_TASK PROMPT_
Your copy should match the listing word for word, apart from the pictures, which are left out.
·····
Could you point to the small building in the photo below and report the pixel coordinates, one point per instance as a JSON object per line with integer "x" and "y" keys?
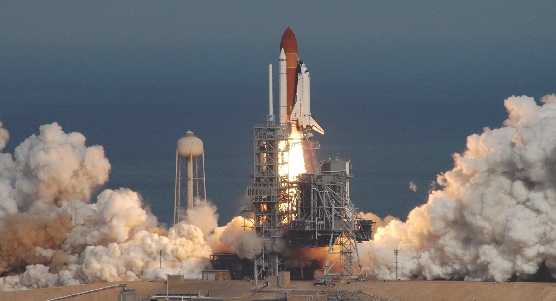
{"x": 217, "y": 275}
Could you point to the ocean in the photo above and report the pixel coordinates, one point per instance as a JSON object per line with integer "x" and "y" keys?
{"x": 393, "y": 135}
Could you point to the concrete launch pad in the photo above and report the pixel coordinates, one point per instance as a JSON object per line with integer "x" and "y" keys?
{"x": 303, "y": 290}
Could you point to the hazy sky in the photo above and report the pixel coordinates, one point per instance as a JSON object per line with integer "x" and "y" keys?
{"x": 227, "y": 43}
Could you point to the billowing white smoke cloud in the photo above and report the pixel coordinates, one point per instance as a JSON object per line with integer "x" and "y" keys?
{"x": 495, "y": 217}
{"x": 49, "y": 171}
{"x": 50, "y": 235}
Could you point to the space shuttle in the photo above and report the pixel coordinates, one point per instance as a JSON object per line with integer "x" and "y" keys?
{"x": 295, "y": 87}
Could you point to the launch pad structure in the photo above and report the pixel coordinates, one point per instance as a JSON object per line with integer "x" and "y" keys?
{"x": 291, "y": 211}
{"x": 313, "y": 210}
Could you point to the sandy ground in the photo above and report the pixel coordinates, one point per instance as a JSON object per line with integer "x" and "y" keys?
{"x": 302, "y": 290}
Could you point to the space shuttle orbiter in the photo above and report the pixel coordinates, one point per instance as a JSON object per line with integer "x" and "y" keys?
{"x": 295, "y": 87}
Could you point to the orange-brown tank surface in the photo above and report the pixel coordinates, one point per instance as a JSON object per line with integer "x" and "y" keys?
{"x": 289, "y": 44}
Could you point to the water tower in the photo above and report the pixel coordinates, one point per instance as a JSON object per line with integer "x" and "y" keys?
{"x": 190, "y": 168}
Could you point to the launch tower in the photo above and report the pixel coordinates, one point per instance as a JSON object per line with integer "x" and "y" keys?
{"x": 312, "y": 209}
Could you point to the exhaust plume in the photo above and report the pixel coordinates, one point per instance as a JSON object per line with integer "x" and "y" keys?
{"x": 51, "y": 235}
{"x": 493, "y": 218}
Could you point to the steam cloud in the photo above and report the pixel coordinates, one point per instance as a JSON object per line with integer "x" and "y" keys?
{"x": 495, "y": 217}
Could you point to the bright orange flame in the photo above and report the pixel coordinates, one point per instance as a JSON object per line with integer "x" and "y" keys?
{"x": 292, "y": 164}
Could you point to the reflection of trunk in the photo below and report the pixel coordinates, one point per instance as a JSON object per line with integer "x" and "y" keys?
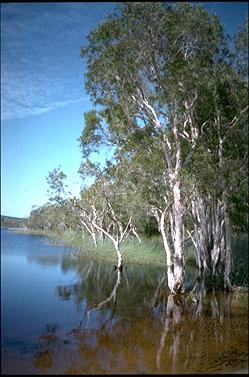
{"x": 173, "y": 316}
{"x": 113, "y": 295}
{"x": 178, "y": 240}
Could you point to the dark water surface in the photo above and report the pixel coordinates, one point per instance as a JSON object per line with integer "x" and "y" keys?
{"x": 62, "y": 318}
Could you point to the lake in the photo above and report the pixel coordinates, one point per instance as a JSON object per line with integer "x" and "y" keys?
{"x": 62, "y": 317}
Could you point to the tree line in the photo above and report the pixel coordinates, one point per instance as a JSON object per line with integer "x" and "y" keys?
{"x": 170, "y": 94}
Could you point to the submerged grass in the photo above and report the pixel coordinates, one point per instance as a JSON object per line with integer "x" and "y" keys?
{"x": 150, "y": 251}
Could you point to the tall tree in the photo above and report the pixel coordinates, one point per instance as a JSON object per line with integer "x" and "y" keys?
{"x": 147, "y": 67}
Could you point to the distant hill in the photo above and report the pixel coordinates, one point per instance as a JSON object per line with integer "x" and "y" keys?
{"x": 12, "y": 222}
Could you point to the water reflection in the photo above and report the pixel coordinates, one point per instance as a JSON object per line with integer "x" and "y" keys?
{"x": 60, "y": 316}
{"x": 130, "y": 326}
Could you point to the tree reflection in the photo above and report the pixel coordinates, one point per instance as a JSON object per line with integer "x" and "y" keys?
{"x": 138, "y": 327}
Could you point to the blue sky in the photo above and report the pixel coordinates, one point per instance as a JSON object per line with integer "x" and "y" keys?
{"x": 42, "y": 93}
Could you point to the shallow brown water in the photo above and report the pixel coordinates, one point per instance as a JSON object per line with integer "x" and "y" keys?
{"x": 61, "y": 318}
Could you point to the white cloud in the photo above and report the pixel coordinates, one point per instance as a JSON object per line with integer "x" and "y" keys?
{"x": 41, "y": 68}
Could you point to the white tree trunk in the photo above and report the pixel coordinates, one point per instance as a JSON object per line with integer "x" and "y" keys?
{"x": 178, "y": 240}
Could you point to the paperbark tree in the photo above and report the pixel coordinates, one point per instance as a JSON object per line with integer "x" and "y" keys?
{"x": 146, "y": 69}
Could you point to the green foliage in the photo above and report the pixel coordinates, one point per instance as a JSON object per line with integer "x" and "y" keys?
{"x": 55, "y": 180}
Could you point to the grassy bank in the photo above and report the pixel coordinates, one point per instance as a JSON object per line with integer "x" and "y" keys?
{"x": 150, "y": 251}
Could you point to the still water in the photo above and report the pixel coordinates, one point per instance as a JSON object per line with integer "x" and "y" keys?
{"x": 59, "y": 317}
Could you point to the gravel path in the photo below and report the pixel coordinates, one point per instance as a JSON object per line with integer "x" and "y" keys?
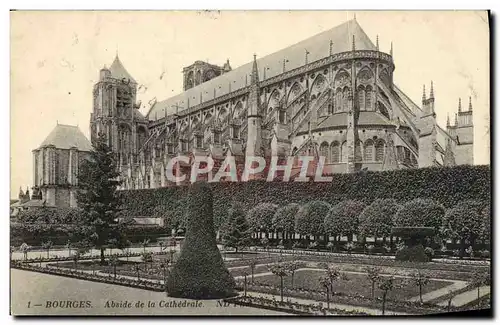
·····
_EXERCISE ANSWER_
Could you point to the small building in the photo below and report the pixel coordinates, one point per instance as a JSON object per line with integer "x" and "y" keys?
{"x": 217, "y": 275}
Could you point to the ocean in the photo above and report the pixel coordinates, one point per instance as a JSON object per line with integer "x" and "y" keys?
{"x": 393, "y": 135}
Could you point to the concrete launch pad in the photo above and report the pixel coordinates, one point per instance as a JSON object per line with integer "x" and "y" keys?
{"x": 303, "y": 290}
Could you point to the hazy sky in the photo above and report the pixel coordinates, one point per instance as a JSON object per line with integer "x" and "y" keys?
{"x": 227, "y": 43}
Could you point to the billowing white smoke cloud in the photo above and report the pixel coordinates, one point per instance as a JSON object per line with integer "x" and "y" keys?
{"x": 495, "y": 217}
{"x": 49, "y": 171}
{"x": 50, "y": 235}
Could you point to the space shuttle in the photo above and report the pixel coordinates, one point per instance as a JSON object per line with integer "x" and "y" keys?
{"x": 295, "y": 87}
Could you point to the launch pad structure in the photo above and report the pixel coordinates, one point per instance as a JSON object per line with integer "x" and "y" keys?
{"x": 291, "y": 211}
{"x": 313, "y": 210}
Could you point to the sandy ground in the photo above and report the pixel coordinates, one point per instance as a JSON object per line with integer "x" and "y" keys?
{"x": 302, "y": 290}
Could you point to the space shuttle orbiter in the photo above and report the pixel coordinates, one point per instance as a JSON object per line with integer "x" and "y" keys?
{"x": 295, "y": 87}
Could you point to the orange-brown tank surface in the photo above and report the pixel coordinates, one point per instance as a JSON object per line with integer "x" and "y" keys?
{"x": 289, "y": 44}
Could you point to the water tower in the photo above and report the pixel coordinates, one point per instance as a JSON object per line with integer "x" and "y" keys?
{"x": 190, "y": 168}
Could you point to the launch tower in the photo above and report the pixel coordinates, one point per instance as a JSON object per line with integer "x" and "y" keys?
{"x": 312, "y": 209}
Could you point to the exhaust plume in the photo above and report the pixel coordinates, one point per instance as a JSON object per line with integer "x" and "y" keys?
{"x": 51, "y": 235}
{"x": 493, "y": 218}
Could you point to the steam cloud in the photo above and report the pixel coordinates, one point per instance as a JSON object per line with integer "x" and "y" keys?
{"x": 495, "y": 217}
Could you point to the bright orange flame in the photo above and report the pixel coordinates, one point per instance as a JSON object per line with integer "x" and "y" keys?
{"x": 292, "y": 164}
Could you point to the reflection of trunk in the photo below and report the pixel coordinates, one point per instance as a JSON object per line with integer "x" and "y" keys?
{"x": 173, "y": 316}
{"x": 113, "y": 295}
{"x": 178, "y": 240}
Could you point to the dark water surface in the photo above and report the pixel coordinates, one point per instance as a JSON object per line with integer "x" and "y" keys?
{"x": 62, "y": 318}
Could you point to the lake in the photo above and report the pixel coordinates, one point per instance as a JSON object per line with integer "x" and "y" keys?
{"x": 62, "y": 317}
Could you point to the tree line in the photo above and report the pixel coordinates, one point per instance as a JSON object per line with integer "x" and "y" keys?
{"x": 170, "y": 94}
Could you point to the submerged grass in the photo above and report the pixel coordinates, one point per instance as a JSON object per line with integer "x" and "y" keys?
{"x": 150, "y": 251}
Could you point to the tall tree in the photo above and report the pixel coordinates, one point per instance as a JSON object per line with integer "x" and "y" keys?
{"x": 147, "y": 67}
Could you point to the distant hill in the photo above and report the pixel coordinates, one point per instance as a JSON object per line with integer "x" and "y" keys?
{"x": 12, "y": 222}
Could you point to the water reflection in the photo above and report the pixel coordinates, one point per instance as a JSON object per line with integer "x" and "y" keys?
{"x": 60, "y": 316}
{"x": 130, "y": 326}
Could you point to the tree reflection in the photo above and report the pixel coordinates, one point per instance as a JSON object per line with integer "x" and "y" keys?
{"x": 138, "y": 327}
Could you point to the blue sky in the photo above and report the pixel coordinates, one point per instance as a JSON object per line with integer "x" and "y" keys?
{"x": 42, "y": 93}
Could you point to the shallow brown water in the photo above and report the pixel coordinates, one point per instance as a JSON object per line with integer "x" and "y" keys?
{"x": 61, "y": 318}
Could you point to the white cloud in the photo above and report the pixel coordinates, one point per instance as a JSON object per line with integer "x" and "y" keys?
{"x": 41, "y": 68}
Could you point to the white tree trunk in the photo above and report the pixel coordinates, one point per instance as a JSON object per line with integer "x" and "y" keys?
{"x": 178, "y": 240}
Could you point to the paperbark tree in the photo above and report the pixel coordinates, one point per instance as a JSON object per line with integer "x" and "y" keys?
{"x": 146, "y": 69}
Could you point to the green foliage in the photo above and report the pixel coordinates, one point per instance as a JSON object per line with integer "x" and "y" keys?
{"x": 55, "y": 180}
Could you point to the grassy bank in the photo above and report the pixel coordinates, one point per instance as a JSON object per line with integer "x" and "y" keys?
{"x": 150, "y": 251}
Could you point to the still water in the photo above and report the pixel coordinates, one point per instance as a JSON object per line with integer "x" and "y" keys?
{"x": 59, "y": 317}
Could you point to the gravel path in the photo below and report the pixel coordinates, one point per instance as a JSON object per line with integer "x" and "y" keys?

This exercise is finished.